● **Отрывок текста**
Своими исследованиями Г. И. Лангсдорф и его товарищи внесли огромный вклад в отечественную и мировую науку. До них ученый мир имел весьма скудное представление о Южной Америке. Экспедиции, которые направлялись туда, преследовали лишь грабительские, захватнические цели. Известно, что некоторые племена, изученные Лангсдорфом (ботокуды, куана и другие), были впоследствии истреблены колонизаторами Южной Америки.

Путешествие же Г. И. Лангсдорфа преследовало исключительно научные цели. Для правильной оценки результатов его экспедиции достаточно указать, что многие добытые русским ученым данные об индейских племенах фактически до сих пор не превзойдены. Однако научный подвиг Г. И. Лангсдорфа был забыт в царской России.

Основные материалы его путешествия по Бразилии были обнаружены в архиве Академии наук СССР лишь в 1930 году. Советские люди по достоинству оценили ревностное и бескорыстное служение Г. И. Лангсдорфа и Н. Рубцова русской науке. Изучению их трудов посвящены многие работы советских ученых.

ШТУРМАН АЛЕКСАНДР КАШЕВАРОВ

В XIX веке русские моряки немало сделали для исследования берегов Северо-Западной Америки. Они шли от полярных областей Нового Света на юг и доходили до Калифорнии. Первенство в изучении Аляски тогда безусловно принадлежало русским.

Осенью 1838 года закончился один из таких смелых походов, предпринятый креолом Александром Филипповичем Кашеваровым, уроженцем Аляски.

В июле этого года флотский штурман А. Ф. Кашеваров покинул борт брига «Полифем» и высадился на мысе Лисбурн. Перед отважным моряком стояла задача отыскать путь для кораблей вдоль берегов полярной части материка Северной Америки.

● **Задания**
a: Переведите на английский язык предложение из отрывка о русских исследователях Америки: «Первенство в изучении Аляски тогда безусловно принадлежало русским».
b: Пожалуйста, напишите, что следует дальше в отрывке о русских исследователях Америки, начиная сразу после его последнего предложения.
Приведённые далее данные — отдельный материал, не связанный с отрывком.

● **Предоставленные данные**

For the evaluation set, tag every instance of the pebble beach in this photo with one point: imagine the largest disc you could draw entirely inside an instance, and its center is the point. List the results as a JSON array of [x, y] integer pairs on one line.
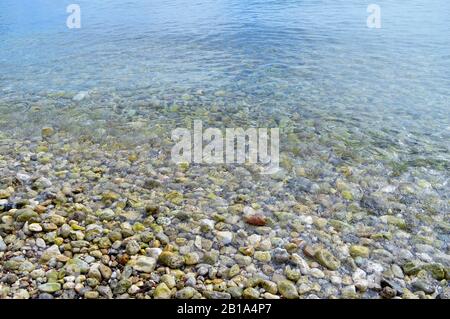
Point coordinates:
[[92, 207]]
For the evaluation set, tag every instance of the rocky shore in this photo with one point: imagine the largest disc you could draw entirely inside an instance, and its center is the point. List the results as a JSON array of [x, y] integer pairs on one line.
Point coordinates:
[[81, 219]]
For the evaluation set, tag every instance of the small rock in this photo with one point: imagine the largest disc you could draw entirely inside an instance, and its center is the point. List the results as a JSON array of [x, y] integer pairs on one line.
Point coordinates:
[[171, 259], [287, 289], [133, 247], [225, 237], [162, 292], [35, 227], [326, 259], [50, 287], [359, 251]]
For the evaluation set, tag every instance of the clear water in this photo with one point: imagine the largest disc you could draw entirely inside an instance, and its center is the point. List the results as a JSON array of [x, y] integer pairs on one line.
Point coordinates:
[[383, 88], [364, 117]]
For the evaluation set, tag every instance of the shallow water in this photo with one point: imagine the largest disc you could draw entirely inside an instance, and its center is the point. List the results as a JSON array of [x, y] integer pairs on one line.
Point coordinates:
[[345, 96]]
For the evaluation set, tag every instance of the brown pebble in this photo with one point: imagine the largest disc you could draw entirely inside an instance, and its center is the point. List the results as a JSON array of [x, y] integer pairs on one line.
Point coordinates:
[[256, 220]]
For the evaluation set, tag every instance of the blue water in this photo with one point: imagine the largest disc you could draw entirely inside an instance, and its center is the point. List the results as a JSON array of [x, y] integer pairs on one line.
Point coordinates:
[[316, 58]]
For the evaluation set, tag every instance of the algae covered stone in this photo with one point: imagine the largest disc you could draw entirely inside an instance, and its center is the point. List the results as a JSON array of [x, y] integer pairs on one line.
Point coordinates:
[[359, 251], [171, 259], [162, 292], [144, 264], [50, 287], [326, 259], [287, 289]]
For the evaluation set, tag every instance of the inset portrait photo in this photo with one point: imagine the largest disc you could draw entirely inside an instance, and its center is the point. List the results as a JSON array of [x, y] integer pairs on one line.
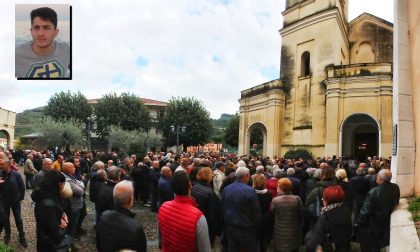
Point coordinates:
[[43, 41]]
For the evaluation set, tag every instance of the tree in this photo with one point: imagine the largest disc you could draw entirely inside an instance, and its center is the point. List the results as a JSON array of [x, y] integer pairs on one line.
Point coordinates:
[[126, 111], [188, 112], [298, 153], [66, 134], [132, 141], [65, 106], [232, 132]]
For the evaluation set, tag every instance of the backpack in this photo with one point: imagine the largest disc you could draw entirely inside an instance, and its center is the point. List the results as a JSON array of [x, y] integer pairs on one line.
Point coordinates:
[[316, 207]]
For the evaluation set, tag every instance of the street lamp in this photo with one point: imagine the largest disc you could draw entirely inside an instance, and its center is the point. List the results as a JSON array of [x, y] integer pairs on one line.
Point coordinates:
[[89, 127], [177, 130]]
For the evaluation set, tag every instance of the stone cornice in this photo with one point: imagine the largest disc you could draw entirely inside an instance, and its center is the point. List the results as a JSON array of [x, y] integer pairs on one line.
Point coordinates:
[[274, 85], [372, 18], [316, 18]]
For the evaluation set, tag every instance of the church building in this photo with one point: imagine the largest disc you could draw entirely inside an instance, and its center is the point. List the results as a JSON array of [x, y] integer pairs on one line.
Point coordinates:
[[334, 92]]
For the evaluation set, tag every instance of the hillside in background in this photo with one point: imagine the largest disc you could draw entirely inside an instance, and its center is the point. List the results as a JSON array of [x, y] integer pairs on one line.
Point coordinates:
[[25, 121], [219, 127]]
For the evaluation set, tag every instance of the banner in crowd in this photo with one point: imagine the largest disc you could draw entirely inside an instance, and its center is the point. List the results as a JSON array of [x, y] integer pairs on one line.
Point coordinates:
[[210, 147]]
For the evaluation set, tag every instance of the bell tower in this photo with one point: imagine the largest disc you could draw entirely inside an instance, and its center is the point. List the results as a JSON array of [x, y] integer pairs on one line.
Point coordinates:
[[314, 36]]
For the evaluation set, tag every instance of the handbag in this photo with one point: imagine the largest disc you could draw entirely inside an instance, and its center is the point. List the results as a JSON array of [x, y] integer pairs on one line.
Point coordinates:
[[329, 244], [65, 244]]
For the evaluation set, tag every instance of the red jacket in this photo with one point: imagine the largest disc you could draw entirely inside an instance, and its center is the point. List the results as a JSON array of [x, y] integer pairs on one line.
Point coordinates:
[[272, 186], [178, 223]]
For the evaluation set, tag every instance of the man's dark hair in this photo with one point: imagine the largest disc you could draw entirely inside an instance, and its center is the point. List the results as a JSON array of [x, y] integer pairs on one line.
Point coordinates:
[[72, 158], [45, 13], [180, 183]]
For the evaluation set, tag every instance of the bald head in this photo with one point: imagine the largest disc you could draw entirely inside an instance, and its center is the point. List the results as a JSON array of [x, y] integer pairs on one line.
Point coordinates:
[[69, 168], [114, 173], [384, 175], [123, 194], [46, 163], [166, 171]]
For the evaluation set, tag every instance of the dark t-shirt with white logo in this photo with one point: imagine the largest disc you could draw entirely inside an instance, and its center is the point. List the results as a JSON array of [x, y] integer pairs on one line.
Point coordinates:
[[30, 65]]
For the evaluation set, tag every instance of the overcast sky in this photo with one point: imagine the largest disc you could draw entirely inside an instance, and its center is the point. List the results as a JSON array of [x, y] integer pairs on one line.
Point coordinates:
[[208, 49]]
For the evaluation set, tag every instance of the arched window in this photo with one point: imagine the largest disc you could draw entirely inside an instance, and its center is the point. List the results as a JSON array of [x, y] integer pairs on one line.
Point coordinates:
[[305, 62]]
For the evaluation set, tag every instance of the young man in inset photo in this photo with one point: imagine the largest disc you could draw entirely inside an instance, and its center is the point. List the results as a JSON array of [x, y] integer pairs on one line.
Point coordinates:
[[43, 57]]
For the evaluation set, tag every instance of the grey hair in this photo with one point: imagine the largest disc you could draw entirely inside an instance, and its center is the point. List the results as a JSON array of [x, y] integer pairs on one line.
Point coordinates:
[[277, 172], [164, 170], [114, 173], [241, 172], [385, 175], [317, 173], [290, 171], [241, 163], [98, 164], [46, 160], [101, 175], [270, 169], [123, 192], [360, 171]]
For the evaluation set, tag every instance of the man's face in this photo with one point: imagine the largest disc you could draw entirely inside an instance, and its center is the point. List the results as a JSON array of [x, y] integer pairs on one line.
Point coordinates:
[[76, 162], [47, 165], [43, 32], [4, 166]]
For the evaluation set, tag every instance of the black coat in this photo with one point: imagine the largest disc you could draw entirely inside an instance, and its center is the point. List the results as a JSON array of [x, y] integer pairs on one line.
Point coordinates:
[[154, 176], [13, 189], [337, 223], [165, 192], [117, 230], [48, 215], [375, 215], [105, 199], [209, 204], [357, 189], [265, 229]]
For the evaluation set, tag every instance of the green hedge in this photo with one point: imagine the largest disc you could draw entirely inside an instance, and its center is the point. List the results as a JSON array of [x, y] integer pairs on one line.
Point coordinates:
[[5, 248], [298, 153]]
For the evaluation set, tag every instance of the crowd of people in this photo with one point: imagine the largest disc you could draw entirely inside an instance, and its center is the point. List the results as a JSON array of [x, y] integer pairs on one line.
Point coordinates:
[[242, 203]]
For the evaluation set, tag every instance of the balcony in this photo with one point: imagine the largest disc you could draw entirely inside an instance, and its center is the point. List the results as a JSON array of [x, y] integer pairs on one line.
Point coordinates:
[[364, 69]]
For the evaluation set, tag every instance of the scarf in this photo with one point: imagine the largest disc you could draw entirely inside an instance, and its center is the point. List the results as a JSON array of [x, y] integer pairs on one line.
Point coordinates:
[[330, 207], [261, 191]]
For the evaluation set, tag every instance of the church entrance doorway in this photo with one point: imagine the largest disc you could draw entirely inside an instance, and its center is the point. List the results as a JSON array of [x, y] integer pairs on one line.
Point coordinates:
[[5, 139], [257, 139], [360, 137]]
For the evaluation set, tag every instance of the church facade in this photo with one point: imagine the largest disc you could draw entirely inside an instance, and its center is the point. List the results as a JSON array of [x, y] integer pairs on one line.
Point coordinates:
[[334, 92]]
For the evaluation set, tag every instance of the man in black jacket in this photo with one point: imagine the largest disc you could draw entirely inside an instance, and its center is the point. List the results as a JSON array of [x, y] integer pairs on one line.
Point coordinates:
[[105, 200], [165, 192], [154, 176], [375, 214], [117, 229], [12, 191], [357, 189]]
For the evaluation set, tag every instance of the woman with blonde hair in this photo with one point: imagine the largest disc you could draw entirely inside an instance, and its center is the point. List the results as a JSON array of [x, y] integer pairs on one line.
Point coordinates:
[[287, 209], [207, 200], [265, 227]]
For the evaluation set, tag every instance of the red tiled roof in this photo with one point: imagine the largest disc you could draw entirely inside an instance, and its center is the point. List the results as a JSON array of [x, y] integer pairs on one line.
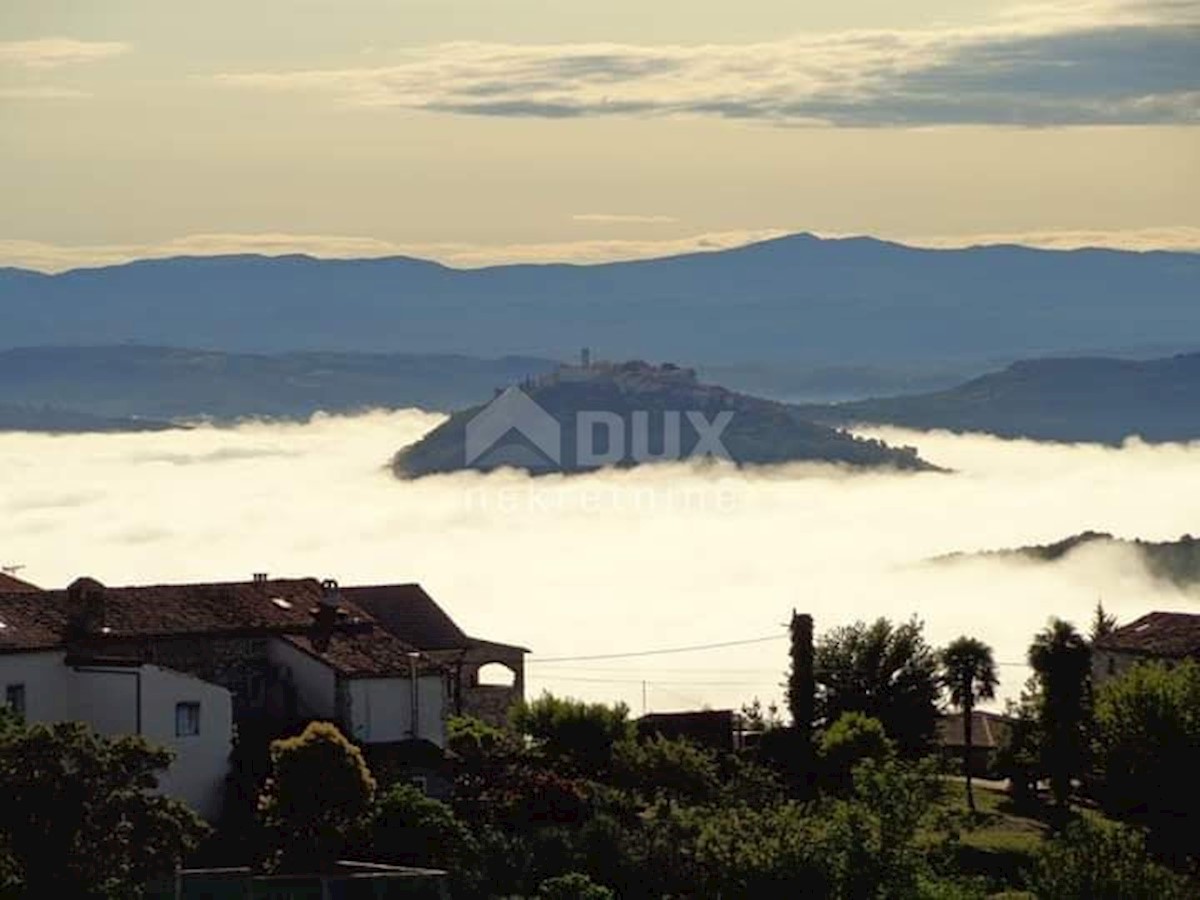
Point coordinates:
[[370, 654], [10, 583], [1157, 634], [987, 730], [415, 617], [408, 612], [357, 647]]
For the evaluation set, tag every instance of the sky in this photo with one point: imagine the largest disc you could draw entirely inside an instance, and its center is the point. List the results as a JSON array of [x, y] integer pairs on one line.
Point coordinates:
[[654, 558], [478, 132]]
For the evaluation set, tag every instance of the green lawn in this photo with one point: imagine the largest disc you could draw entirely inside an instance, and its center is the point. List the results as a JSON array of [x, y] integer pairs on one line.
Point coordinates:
[[1001, 841]]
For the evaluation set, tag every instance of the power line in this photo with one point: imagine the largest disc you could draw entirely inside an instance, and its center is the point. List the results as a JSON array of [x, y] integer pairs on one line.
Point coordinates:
[[654, 682], [660, 652]]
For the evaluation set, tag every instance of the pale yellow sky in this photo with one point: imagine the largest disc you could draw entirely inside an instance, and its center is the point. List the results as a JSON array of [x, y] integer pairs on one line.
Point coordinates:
[[480, 131]]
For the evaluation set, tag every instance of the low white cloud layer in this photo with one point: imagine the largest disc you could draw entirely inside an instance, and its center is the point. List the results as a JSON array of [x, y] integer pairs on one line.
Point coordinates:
[[622, 219], [57, 52], [1053, 64], [653, 558], [47, 257]]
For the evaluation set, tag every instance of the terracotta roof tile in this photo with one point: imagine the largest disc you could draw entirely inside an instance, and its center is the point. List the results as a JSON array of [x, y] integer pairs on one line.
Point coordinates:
[[409, 613], [412, 615], [357, 647], [11, 583], [1157, 634], [987, 730]]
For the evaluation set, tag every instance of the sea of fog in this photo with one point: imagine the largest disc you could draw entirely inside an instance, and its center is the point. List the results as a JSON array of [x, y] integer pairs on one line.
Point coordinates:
[[657, 558]]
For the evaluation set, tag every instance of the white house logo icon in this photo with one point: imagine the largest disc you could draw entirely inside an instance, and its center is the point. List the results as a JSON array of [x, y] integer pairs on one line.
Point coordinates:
[[514, 411]]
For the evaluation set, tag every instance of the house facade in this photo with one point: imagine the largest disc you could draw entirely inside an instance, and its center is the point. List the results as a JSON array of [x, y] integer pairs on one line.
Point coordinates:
[[189, 666], [486, 677], [1158, 636]]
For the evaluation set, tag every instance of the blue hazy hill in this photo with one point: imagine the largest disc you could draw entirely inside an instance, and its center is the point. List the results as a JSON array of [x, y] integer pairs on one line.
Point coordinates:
[[793, 298]]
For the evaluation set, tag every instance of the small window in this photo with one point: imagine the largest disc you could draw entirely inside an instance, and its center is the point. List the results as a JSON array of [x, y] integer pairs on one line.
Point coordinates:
[[15, 699], [187, 720]]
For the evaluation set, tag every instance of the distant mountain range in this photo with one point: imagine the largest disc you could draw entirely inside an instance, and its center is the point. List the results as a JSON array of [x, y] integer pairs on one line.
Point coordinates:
[[845, 303], [67, 421], [552, 424], [1098, 400], [1177, 562]]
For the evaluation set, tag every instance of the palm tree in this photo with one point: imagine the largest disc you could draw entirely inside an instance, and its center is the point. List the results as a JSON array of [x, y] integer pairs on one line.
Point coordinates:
[[969, 673], [1061, 660]]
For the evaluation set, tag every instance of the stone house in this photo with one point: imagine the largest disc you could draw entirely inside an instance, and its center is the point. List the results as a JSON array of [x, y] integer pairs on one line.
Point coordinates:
[[486, 678], [989, 731], [1157, 636], [191, 665]]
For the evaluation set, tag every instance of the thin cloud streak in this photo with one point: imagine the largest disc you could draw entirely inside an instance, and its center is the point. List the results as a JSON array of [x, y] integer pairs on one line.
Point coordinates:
[[57, 52], [1056, 65], [622, 219], [611, 563], [45, 257]]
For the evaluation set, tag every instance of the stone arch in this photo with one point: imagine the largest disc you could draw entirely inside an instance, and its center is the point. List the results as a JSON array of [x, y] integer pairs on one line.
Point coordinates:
[[496, 675]]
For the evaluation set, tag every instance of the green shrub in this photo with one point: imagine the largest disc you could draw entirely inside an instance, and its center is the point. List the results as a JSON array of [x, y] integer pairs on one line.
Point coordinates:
[[1095, 862]]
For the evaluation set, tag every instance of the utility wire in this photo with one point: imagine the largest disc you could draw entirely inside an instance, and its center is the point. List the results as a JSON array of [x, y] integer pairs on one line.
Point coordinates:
[[660, 652]]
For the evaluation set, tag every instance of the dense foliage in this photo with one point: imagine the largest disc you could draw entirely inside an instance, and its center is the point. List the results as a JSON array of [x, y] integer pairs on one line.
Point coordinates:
[[885, 671], [1147, 743], [316, 801], [79, 816], [1061, 661], [969, 673]]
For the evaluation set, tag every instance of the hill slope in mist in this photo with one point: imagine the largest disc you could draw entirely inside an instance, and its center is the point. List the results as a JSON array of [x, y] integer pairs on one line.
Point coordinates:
[[1176, 562], [847, 300], [756, 431], [49, 420], [167, 382], [1097, 400]]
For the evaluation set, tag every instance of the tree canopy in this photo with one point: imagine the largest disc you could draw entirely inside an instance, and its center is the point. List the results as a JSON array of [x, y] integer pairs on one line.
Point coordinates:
[[885, 671], [969, 673], [317, 798], [1062, 661], [79, 815]]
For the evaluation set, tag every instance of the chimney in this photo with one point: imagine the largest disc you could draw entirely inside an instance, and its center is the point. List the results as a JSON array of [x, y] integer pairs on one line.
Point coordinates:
[[328, 611], [85, 606], [331, 595]]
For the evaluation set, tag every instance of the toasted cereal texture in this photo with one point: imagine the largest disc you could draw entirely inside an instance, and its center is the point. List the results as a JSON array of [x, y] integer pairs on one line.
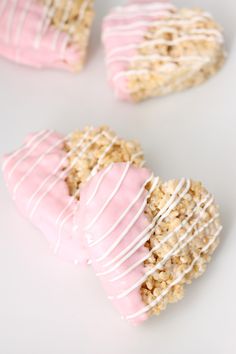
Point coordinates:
[[183, 51], [75, 18], [181, 256], [95, 149]]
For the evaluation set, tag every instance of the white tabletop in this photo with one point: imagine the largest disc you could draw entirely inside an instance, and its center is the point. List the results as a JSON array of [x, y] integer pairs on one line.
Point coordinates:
[[47, 306]]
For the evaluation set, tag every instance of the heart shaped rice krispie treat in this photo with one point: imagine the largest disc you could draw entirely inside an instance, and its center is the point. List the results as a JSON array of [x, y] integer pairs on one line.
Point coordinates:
[[46, 33], [153, 48], [146, 239], [44, 178]]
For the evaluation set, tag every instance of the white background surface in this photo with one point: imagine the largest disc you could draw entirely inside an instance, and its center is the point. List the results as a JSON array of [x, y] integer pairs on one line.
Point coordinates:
[[47, 306]]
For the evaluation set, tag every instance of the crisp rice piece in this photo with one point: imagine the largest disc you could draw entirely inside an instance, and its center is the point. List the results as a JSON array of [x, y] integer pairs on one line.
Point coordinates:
[[46, 33], [154, 49], [147, 239], [44, 178]]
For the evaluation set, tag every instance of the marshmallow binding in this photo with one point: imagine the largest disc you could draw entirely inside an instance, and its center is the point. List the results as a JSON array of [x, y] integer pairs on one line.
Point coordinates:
[[44, 178], [146, 239], [46, 33], [153, 48]]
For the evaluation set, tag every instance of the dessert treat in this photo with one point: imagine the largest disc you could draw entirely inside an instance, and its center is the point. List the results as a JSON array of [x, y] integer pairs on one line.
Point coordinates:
[[153, 48], [146, 239], [46, 33], [44, 178]]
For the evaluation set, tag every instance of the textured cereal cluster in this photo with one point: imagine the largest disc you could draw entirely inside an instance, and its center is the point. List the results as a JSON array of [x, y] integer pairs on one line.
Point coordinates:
[[204, 222], [76, 22], [98, 148], [179, 71]]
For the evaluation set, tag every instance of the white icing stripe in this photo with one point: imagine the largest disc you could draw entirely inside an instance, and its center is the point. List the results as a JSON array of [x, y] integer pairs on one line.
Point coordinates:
[[129, 16], [43, 20], [3, 6], [136, 155], [42, 136], [117, 187], [145, 233], [83, 9], [37, 162], [142, 238], [10, 19], [160, 41], [108, 148], [17, 152], [201, 229], [127, 229], [61, 175], [102, 176], [162, 242], [22, 19], [165, 259], [168, 21], [75, 226], [176, 281], [64, 18], [58, 242], [125, 212]]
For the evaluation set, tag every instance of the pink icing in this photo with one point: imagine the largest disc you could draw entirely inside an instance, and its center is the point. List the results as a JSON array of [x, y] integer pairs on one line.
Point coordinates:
[[21, 39], [101, 213], [36, 170], [135, 37]]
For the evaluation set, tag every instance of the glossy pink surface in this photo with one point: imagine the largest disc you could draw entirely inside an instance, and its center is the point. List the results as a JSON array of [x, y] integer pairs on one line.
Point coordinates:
[[35, 179], [27, 37], [101, 214]]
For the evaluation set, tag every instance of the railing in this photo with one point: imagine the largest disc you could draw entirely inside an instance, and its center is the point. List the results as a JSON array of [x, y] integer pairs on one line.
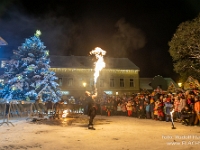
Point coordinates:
[[35, 109]]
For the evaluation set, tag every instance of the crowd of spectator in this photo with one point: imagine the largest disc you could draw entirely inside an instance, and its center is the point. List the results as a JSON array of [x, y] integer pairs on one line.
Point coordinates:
[[157, 106]]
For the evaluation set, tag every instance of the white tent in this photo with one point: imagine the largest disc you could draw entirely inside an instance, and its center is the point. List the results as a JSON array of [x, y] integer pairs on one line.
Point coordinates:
[[3, 42]]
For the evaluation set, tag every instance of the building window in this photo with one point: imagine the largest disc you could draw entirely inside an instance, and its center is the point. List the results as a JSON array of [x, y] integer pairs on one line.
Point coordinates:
[[91, 82], [111, 82], [101, 83], [60, 81], [121, 82], [69, 81], [3, 63], [131, 83], [1, 81]]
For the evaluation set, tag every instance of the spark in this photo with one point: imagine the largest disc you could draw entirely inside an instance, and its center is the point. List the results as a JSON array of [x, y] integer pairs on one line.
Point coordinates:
[[99, 64], [65, 113]]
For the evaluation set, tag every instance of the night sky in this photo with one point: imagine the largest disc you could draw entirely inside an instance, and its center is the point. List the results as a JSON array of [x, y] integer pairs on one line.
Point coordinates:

● **Ответы к заданиям**
a: At that time, the lead in exploring Alaska undoubtedly belonged to the Russians.

b:
Поход А. Ф. Кашеварова был связан с именем знаменитого путешественника Джона Франклина. В 1825 году Франклин спустился вниз по канадской реке Мекензи и, следуя на запад вдоль полярного побережья, двинулся к крайней северной точке Аляски — мысу Барроу.

А. Ф. Кашеваров вступил в почетное соревнование с Джоном Франклином. Посадив участников экспедиции на алеутские байдарки, Кашеваров поплыл к мысу Ледяному. Производя опись полярного берега Аляски, А. Ф. Кашеваров открыл на 71°13″ северной широты и 155°40″ восточной долготы обширный залив Прокофьева, затем — залив Куприянова и мысы Степового и Врангеля. Закончив в невероятно трудных условиях опись этого важного участка северного побережья, Кашеваров вернулся к мысу Барроу.

Таким образом, силами А. Ф. Кашеварова и Франклина был исследован весь полярный берег Аляски, от Берингова пролива до устья реки, где в 1792 году Александр Мекензи написал на дикой скале киноварью свое имя (кстати, в том же 1792 году Григорий Шелехов расставил русские знаки на северо-западном берегу Америки).

На обратном пути у мыса Барроу А. Ф. Кашеваров встретил толпы эскимосов. Они угрожали ему каменными стрелами и копьями и, очевидно, хотели напасть на экспедицию.

Напрасно искал А. Ф. Кашеваров бриг «Полифем» в бухтах близ мыса Барроу. Корабль, ожидавший Кашеварова у северной точки Аляски, как оказалось, укрылся в заливе Коцебу, севернее Берингова пролива. А. Ф. Кашеваров решил продолжать свое беспримерное плавание на кожаных байдарках. Позднее, осенью 1838 года, люди на борту «Полифема» увидели заиндевевшие кожаные лодки, спускающиеся к югу вдоль берегов Аляски.

Путешествие А. Ф. Кашеварова послужило основой для составленного им «Атласа вод, омывающих Восточную Сибирь и Аляску», изданного в 1843 году. Впоследствии А. Ф. Кашеваров прославился еще и тем, что в 1854 году принял деятельное участие в героической обороне северо-востока нашей страны от нашествия англо-французского флота.

…Следует упомянуть, что в том же 1838 году служилый Российско-Американской компании креол Василий Малахов был послан исследовать область Квихпакского бассейна.

В. Малахов смело углубился в дебри Аляски и по берегам Юкона добрался до его притока Апхун, где завязал дружественные отношения с индейцами. Затем исследовал реку Нулато, где вскоре был возведен русский пост, задачей которого было противодействовать деятельности Компании Гудзонова залива. Впоследствии о В. Малахове упоминал в одном из своих рассказов Джек Лондон.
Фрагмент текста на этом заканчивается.